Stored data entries

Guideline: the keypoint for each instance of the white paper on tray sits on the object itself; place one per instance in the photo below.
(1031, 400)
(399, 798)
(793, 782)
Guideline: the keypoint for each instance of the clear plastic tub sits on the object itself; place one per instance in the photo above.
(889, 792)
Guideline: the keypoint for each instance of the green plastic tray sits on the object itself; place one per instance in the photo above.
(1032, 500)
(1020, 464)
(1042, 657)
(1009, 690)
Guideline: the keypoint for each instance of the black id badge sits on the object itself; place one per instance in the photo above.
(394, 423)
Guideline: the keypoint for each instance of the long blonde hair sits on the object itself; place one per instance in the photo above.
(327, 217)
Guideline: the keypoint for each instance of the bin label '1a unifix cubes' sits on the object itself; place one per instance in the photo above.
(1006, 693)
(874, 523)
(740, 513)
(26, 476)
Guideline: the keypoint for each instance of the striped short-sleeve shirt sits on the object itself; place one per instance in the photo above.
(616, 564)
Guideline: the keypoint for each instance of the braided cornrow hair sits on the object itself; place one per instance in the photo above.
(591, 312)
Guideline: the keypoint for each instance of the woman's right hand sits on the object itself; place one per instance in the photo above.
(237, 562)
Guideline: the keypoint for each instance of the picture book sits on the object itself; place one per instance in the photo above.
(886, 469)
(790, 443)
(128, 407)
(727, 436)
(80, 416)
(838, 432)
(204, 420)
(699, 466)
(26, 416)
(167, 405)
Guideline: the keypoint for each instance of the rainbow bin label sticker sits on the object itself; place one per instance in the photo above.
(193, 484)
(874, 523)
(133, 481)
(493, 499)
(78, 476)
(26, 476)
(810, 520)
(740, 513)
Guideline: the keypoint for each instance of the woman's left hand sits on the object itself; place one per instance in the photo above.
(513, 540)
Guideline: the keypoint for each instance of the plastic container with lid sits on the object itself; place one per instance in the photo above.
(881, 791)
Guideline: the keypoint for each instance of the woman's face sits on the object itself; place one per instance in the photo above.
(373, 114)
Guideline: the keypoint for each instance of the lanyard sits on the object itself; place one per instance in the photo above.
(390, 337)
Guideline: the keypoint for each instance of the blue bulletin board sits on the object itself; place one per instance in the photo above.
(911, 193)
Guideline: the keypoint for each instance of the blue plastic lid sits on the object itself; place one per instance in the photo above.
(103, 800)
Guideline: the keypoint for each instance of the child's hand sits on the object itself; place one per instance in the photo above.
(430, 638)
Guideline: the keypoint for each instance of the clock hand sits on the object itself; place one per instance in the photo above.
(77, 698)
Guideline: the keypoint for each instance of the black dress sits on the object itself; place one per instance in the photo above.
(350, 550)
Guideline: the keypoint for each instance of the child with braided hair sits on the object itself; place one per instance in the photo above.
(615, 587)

**WHAT YOU NEED TO DO:** Every record above belongs in the answer, reproduced exactly.

**WRITTEN RESPONSE:**
Guideline: the keypoint for each instance of the white paper on tray sits on the object itself; place one per instance in the photo below.
(1031, 400)
(399, 798)
(793, 782)
Guideline: the keypoint for each instance of the clear plastic tub sits on the object itself; place one per instance in the photo above.
(889, 792)
Guideline: the keypoint for each instance of the green plastic tray sits on the object itself; place one per instance in the photo above.
(1032, 500)
(1020, 464)
(1042, 657)
(1009, 690)
Guideline: the keypoint for each instance of the black id badge sits on the object itself; place one per instance in the photo above.
(394, 423)
Guideline: the keypoint for each instance of the long blonde hair sits on the object itself; place one per instance in the photo above.
(327, 217)
Guideline: the keypoint for each instance of the bin label '1a unifix cubes' sits on the object itself; place one per instance in the photo above.
(1006, 693)
(874, 523)
(740, 513)
(26, 476)
Guideline: the keypoint for each instance of the striped short-sleeve shirt sits on the object itself; place one per instance in the photo above.
(616, 564)
Guideline: the keypoint for each instance of the braided cornrow hair sits on the object itself; place one per instance in the photo above.
(591, 312)
Guideline: the keypoint for each instance of the woman's right hand sits on the object itself; place one per instance in the photo above.
(237, 562)
Guideline: the keypoint for each instance of the picture book sits on the object itself; place one per instance in the photo above.
(886, 469)
(790, 443)
(128, 407)
(727, 436)
(80, 416)
(838, 432)
(204, 420)
(699, 466)
(26, 416)
(167, 405)
Guideline: the keypoint for each instance of the rainbow bin label sticker sits on the object itself; place one per instance in the photo above.
(193, 484)
(874, 523)
(133, 481)
(493, 499)
(78, 476)
(26, 476)
(810, 520)
(740, 513)
Guideline: the keypoint for each instance of the woman's left hand sits on the object itself; place one per instance in the photo above.
(513, 540)
Guideline: the keypoint for each instance of the plastic container with lid sits on the object itself; place one per instance in the photo above.
(881, 791)
Guideline: the keypoint for each instance of the woman's face sits on the object itself; place one per instance in the photo above.
(373, 114)
Guideline: the keypoint for each instance of the lanyard sits on the object itself; place one per instance in the photo above.
(390, 337)
Guideline: the keypoint for each instance of the blue bulletin board sits on the object itself; place one per instance in the photo above.
(911, 193)
Guideline: the keypoint for each instance of the blue plastic lid sits on the object itself; place one per instance in the photo above.
(103, 800)
Guideline: the keypoint for each instance of the child's hand sits on the object itself; place one per instance in the photo above.
(430, 638)
Guideline: the keypoint for each instance of the clock hand sits on the object itself; place one per instance in the photo above.
(77, 698)
Guideline: the keypoint for each instance of the black dress sits on the object itself; place one per instance in the photo above.
(350, 550)
Guideline: the keypoint for each instance of the child with braided hair sits on the object itself; place one per instance in the photo above.
(615, 587)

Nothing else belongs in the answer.